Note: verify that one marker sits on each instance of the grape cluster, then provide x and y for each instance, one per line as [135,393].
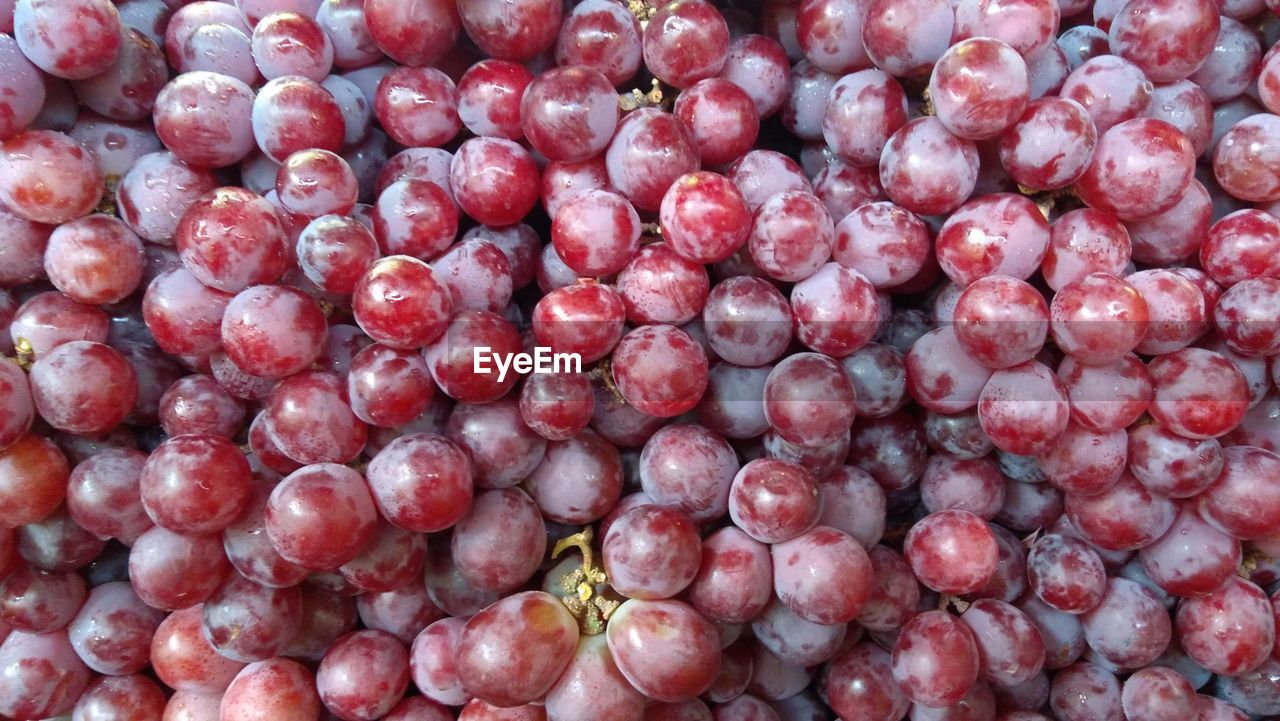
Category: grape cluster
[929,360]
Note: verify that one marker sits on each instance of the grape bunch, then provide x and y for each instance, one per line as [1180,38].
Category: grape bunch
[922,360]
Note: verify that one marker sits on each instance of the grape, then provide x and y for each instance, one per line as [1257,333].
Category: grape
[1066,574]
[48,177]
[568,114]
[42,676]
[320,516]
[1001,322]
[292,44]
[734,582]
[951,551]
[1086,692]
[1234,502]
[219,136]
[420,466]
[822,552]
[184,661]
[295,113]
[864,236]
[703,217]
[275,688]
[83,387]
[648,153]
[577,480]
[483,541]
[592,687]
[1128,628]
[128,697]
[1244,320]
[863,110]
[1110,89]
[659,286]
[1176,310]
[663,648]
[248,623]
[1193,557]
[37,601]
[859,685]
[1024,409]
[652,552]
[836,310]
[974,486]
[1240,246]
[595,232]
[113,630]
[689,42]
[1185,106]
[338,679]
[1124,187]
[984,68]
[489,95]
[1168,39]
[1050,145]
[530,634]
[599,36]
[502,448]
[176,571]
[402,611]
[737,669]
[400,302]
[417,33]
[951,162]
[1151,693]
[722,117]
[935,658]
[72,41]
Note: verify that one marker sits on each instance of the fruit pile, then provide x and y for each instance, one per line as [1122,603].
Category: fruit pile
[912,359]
·····
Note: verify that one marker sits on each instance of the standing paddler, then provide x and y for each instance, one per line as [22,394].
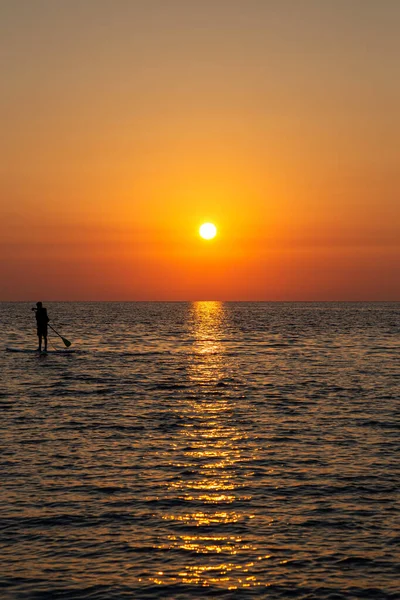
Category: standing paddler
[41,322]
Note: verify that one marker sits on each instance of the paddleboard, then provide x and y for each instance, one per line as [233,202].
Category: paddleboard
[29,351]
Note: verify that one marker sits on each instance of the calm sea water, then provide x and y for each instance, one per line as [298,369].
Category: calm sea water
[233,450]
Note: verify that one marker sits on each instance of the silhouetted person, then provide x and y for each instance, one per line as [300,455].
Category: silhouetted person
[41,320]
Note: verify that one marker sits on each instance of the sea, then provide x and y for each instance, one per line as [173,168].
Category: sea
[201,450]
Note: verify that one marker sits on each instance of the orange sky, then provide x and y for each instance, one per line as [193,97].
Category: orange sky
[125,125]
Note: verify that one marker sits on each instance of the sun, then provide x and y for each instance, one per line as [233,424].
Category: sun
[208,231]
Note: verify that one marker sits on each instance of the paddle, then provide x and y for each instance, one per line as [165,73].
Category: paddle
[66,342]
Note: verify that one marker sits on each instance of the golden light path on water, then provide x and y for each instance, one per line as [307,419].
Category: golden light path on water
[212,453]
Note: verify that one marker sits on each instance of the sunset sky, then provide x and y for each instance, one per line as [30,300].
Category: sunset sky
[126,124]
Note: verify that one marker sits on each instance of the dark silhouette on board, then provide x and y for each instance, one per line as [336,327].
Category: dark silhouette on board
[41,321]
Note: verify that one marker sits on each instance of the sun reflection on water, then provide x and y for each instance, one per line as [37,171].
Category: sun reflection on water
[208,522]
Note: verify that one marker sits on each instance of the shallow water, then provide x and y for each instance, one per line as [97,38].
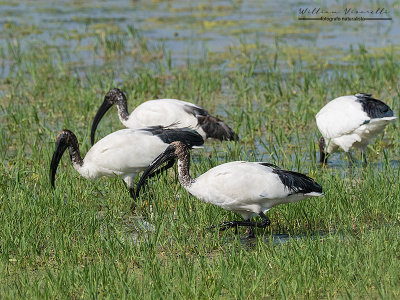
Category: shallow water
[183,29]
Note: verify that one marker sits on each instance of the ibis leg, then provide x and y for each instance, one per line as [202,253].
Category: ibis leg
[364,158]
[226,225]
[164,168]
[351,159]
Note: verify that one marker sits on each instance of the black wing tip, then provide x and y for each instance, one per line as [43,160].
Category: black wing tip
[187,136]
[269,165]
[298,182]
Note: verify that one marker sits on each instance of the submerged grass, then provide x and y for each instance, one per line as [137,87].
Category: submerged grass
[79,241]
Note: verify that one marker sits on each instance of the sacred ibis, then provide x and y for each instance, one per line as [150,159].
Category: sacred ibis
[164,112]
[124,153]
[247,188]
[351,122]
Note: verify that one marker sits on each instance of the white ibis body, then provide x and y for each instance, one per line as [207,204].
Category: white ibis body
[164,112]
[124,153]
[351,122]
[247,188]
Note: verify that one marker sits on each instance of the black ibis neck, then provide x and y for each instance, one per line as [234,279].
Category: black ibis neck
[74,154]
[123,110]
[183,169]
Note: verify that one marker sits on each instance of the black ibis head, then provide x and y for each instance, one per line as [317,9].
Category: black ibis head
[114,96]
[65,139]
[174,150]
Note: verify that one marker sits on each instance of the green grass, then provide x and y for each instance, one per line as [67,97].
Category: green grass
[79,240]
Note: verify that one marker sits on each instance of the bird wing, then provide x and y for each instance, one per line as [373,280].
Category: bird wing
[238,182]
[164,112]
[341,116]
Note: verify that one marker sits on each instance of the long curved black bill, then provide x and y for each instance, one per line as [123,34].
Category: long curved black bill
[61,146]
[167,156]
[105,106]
·····
From the material above, select every line that contains the word "bill" and copy each one out.

Worked answer ->
Note: verify that one marker sits on each instance of the long curved black bill, then provide x and y for each instance, one per line as [123,34].
Category: long curved black bill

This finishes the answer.